*Written instruction*: Carry on the travel blog post about volunteering at Khama Rhino Sanctuary in Botswana, starting right after its final sentence.

Lilac Breasted Roller
I also got to visit Victoria Falls, but that’s going to be a blog entry of its own. I hope to return to Kasane someday. I’ve loved it here, and highly recommend Bophirimo Guesthouse to you when you come.


Next time I see you, ask me about the night on the wildlife corridor when I stood in a herd of elephant. Ahemdullah.


Love,
Carrie  
big ol bull elephant (guess how you can tell)




Khama Rhino Sanctuary

zebra and wildebeest at the pans


My major nature conservation work here in Botswana has been at Khama Rhino Sanctuary. I came in through the Botswana Workcamp Association, which was the most feasible way for me to volunteer in the sanctuary. I was there for two weeks at the end of November and returned in December for another two week stint.


Khama Rhino Sanctuary entrance
Khama Rhino Sanctuary is a non-profit community based conservation organization operated by the three neighboring villages of Serowe, Paje, and Mabeleapudi. It’s about 8500 hectares of protected land intended primarily to conserve the white rhino and black rhino populations, though there’s tons of other wildlife as well. There’s a perimeter fence which keeps animals in (most of the time) and poachers out (ideally). Both are capable of breaking through, like the pair of sparring kudu who crashed through several fenceposts one day during my time there. But the fence certainly makes one question the real definition of “wild.” Which is just what I’m supposed to be doing. It’s one of the major questions of my fellowship year.


But, this is supposed to be a travel blog, and I’m reluctant to post my yet-unarticulate philosophic mumbo-jumbo here. I want to tell you more about the rad things I’ve been doing.


I’ve been seeing so many animals that I never expected to see in real life, as well as (to be perfectly honest) some that I’d never even heard of before. In a lot of ways, this year is revealing so much of my ignorance and exposing me to listen to new stories, new ideas, new lifestyles, and new life histories. Nearly every day at Khama Rhino, on the drives between our campsite in the bush and our worksites at other places in the bush, I saw wildlife.

*Raw data*:
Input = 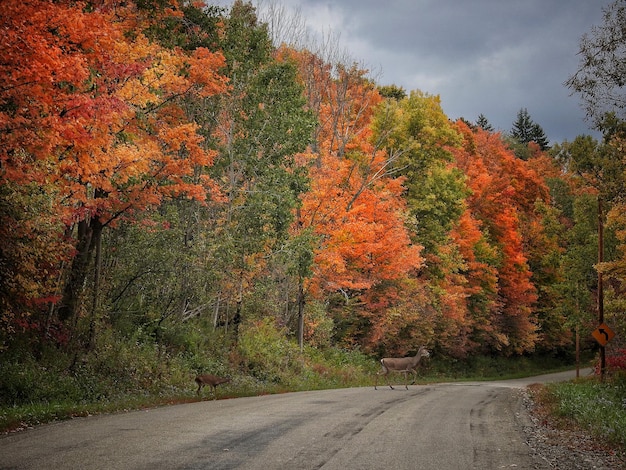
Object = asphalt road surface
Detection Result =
[0,373,588,470]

*Exercise output*:
White Rhinos
Zebra, wildebeest, impala, warthog and white rhino were a nearly daily sight. I saw giraffe, kudu, eland, spring hares and springbok less commonly. The rarest sightings were a tortoise, chameleon, spotted hyena, jackal, and the crown jewel, a young leopard. Alas I didn’t always have my camera handy, but I felt incredibly blessed to witness these animals in the flesh in their real lives.


And I haven’t even mentioned the birds! Perhaps I’m listing too many things in this blog, but my life is flooded with all these amazing creatures. My heart is the ark and we’re set sail for far longer than forty days. Some of my favorite birds to see so far were the Maribu Storks (considered one of the Ugly Five that juxtapose Africa’s Big Five animals), Yellow-billed Kite, Go-away Bird (Grey Lorrie), and Crimson-breasted Shrike. Even the common Cape Turtledove that sings Bot-tswaaa-na Bot-tswaaa-na.


Giraffe
I’ve also seen so many neat bugs! Praying mantises have become my dear friends here. They are just too cool with all their different varieties. They all seem to love landing on me and climbing all over my arms and under my collar. It’s a bit tickly, but it feels like a blessing. The dung beetles zip across the pans at a zillion miles an hour and look like little hulks when they walk on land, deflty pushing balls of scat backwards in front of them.


The actual work at Khama Rhino often felt tangential to the wildlife, but I’m learning about how these tasks relate to the work of conservation overall. The people I met were an interesting mix of true nature lovers passionate about wildlife and others who liked wildlife but saw their involvement at the sanctuary as merely a job. Perhaps they’d rather be a nurse of a teacher or a taxi driver, but there’s work available here. Conservation is a business, and there are a lot of stakeholders.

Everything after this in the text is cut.